**The task**: Swap "positive" for "foreground" in the listing lines running from the line that contains "Prompted segmentation: an" through the line that contains "positive clicks: (75, 497)", both included, and return only those lines with everything else unchanged.
[Exercise materials]
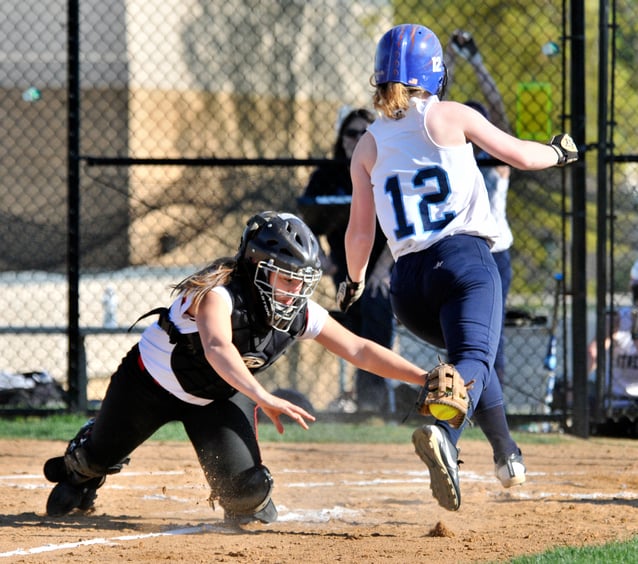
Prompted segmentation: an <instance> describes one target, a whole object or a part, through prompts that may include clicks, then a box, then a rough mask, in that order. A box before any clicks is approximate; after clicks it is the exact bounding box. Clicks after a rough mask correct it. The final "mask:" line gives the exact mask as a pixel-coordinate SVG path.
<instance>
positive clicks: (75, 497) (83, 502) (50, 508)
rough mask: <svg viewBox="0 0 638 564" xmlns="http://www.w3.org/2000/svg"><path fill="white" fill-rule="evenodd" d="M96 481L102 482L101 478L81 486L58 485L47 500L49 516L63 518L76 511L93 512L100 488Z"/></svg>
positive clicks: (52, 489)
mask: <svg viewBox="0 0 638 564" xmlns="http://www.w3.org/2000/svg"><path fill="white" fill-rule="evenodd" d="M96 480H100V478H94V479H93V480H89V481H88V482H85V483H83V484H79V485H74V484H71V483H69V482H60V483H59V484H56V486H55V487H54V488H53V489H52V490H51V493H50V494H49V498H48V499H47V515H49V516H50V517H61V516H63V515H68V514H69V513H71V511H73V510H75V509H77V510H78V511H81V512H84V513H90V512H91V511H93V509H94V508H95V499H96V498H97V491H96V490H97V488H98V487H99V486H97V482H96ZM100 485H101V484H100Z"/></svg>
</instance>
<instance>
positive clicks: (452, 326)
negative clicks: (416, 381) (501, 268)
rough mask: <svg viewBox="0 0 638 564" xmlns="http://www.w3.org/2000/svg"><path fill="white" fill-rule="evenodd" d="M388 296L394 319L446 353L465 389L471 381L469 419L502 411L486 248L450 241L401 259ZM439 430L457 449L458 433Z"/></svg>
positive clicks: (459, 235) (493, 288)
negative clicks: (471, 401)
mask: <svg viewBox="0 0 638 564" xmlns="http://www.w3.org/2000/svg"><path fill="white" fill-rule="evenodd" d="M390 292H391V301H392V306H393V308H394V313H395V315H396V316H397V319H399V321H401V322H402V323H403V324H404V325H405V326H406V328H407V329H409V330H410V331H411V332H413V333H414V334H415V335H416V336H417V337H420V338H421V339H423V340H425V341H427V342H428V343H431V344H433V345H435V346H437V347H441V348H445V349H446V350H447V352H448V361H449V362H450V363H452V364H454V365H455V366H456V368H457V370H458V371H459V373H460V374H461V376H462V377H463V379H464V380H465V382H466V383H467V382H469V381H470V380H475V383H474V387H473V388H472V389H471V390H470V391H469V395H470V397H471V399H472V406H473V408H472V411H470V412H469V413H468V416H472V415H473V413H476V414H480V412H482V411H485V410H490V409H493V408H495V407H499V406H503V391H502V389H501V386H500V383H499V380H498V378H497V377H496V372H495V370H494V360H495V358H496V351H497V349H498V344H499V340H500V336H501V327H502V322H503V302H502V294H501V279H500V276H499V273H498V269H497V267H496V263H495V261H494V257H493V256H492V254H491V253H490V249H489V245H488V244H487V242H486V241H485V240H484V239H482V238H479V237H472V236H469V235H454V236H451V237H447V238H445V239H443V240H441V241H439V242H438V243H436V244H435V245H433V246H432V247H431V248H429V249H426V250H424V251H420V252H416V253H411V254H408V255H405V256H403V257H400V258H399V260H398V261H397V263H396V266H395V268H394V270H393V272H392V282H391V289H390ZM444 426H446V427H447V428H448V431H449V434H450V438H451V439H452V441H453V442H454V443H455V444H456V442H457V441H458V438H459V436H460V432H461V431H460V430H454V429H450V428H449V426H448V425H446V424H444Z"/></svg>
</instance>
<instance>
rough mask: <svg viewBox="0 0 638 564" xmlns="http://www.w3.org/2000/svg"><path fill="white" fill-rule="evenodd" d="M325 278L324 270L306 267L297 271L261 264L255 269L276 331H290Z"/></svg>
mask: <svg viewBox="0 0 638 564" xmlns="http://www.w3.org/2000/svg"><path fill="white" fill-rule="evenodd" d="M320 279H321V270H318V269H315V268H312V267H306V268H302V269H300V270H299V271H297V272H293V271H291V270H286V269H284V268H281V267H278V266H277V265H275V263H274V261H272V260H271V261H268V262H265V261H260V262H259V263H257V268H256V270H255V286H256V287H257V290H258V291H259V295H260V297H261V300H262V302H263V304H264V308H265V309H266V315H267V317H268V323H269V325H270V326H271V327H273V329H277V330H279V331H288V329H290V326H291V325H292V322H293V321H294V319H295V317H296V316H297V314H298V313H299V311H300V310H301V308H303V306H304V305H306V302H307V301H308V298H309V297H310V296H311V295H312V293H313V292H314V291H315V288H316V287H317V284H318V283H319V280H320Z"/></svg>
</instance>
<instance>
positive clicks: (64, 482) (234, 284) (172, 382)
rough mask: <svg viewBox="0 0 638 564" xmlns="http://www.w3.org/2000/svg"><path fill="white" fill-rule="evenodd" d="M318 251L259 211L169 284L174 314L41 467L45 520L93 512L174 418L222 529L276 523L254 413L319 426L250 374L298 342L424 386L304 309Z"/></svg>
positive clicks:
[/Exercise materials]
[Exercise materials]
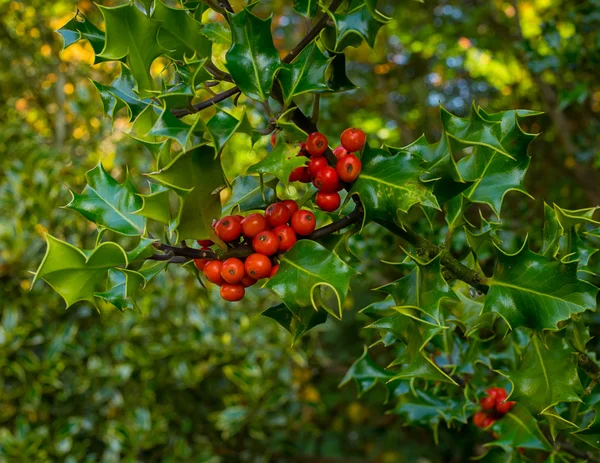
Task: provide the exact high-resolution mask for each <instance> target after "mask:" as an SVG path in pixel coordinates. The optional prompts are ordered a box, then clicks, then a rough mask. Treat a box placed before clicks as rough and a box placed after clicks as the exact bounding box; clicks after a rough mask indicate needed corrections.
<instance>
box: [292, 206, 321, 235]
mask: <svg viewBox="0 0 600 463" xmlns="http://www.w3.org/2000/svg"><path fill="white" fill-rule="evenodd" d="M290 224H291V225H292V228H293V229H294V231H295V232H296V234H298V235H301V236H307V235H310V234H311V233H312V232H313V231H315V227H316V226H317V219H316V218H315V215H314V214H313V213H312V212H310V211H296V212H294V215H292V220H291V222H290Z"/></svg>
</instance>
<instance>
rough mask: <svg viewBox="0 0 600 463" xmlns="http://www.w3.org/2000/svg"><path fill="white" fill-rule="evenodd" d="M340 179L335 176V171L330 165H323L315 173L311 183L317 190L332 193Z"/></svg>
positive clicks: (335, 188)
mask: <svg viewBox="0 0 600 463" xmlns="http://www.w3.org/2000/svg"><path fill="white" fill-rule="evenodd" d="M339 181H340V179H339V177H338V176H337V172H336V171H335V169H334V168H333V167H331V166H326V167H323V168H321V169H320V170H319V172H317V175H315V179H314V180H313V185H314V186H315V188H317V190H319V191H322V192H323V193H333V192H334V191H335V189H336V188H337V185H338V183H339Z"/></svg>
[/Exercise materials]
**Response to the exercise**:
Prompted segmentation: an <instance> describes one target, a whole object or a part, through prompts that may include clicks, then a box, then a rough mask, in that order. A box before any clicks is approximate; after clicks it is the exact bounding box. Clicks after a rough mask correct it. The final "mask:" line gives the exact mask as a pixel-coordinate SVG path.
<instance>
foreground clicks: (75, 497) (83, 502) (50, 508)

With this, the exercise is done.